## What you need to do
Only those lines from the one with "Find every instance of the monitor" through the last line of the material below should be output, each exactly as it appears.

::::::::::

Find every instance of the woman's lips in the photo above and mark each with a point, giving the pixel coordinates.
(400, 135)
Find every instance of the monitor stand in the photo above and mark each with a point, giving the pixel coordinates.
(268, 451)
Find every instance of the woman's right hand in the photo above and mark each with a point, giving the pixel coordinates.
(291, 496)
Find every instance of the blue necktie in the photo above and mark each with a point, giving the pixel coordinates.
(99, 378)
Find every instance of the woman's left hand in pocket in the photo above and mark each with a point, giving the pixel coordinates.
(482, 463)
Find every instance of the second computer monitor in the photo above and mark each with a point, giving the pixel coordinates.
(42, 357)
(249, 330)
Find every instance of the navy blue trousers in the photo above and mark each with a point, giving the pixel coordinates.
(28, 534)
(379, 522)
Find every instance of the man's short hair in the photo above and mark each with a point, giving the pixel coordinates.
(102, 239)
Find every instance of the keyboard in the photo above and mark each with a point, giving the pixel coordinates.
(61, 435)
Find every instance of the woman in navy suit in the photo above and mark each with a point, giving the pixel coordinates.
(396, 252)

::::::::::

## Output for this exercise
Find every instance of the monitor stand in the photo above and mark each with a point, giving the pixel coordinates.
(268, 451)
Find every instance of the woman's right hand in the photo above and mark each with a point, giving the pixel coordinates.
(291, 496)
Find every instance of the blue necktie in the photo above and mark each with a point, giving the pixel coordinates.
(99, 378)
Find every instance of the woman's left hand in pocket in the photo above and mark each with a point, giving the pixel coordinates.
(482, 463)
Find every instance of the second computer monitor in the photo above and mark each with a point, giving the pixel coordinates.
(42, 357)
(249, 330)
Find every instance of the navy blue trousers in the photo above and mark each with a point, giving the pixel coordinates.
(28, 534)
(379, 522)
Find every instance of the man's short hair in the photo above and mark each with a point, giving the pixel coordinates.
(102, 239)
Find every instance of the keyboard in the photo above and mark each with a point, giving the pixel coordinates.
(61, 435)
Find every instance of the woman in navy suit in the photo above and mark each with a point, giving the pixel coordinates.
(396, 252)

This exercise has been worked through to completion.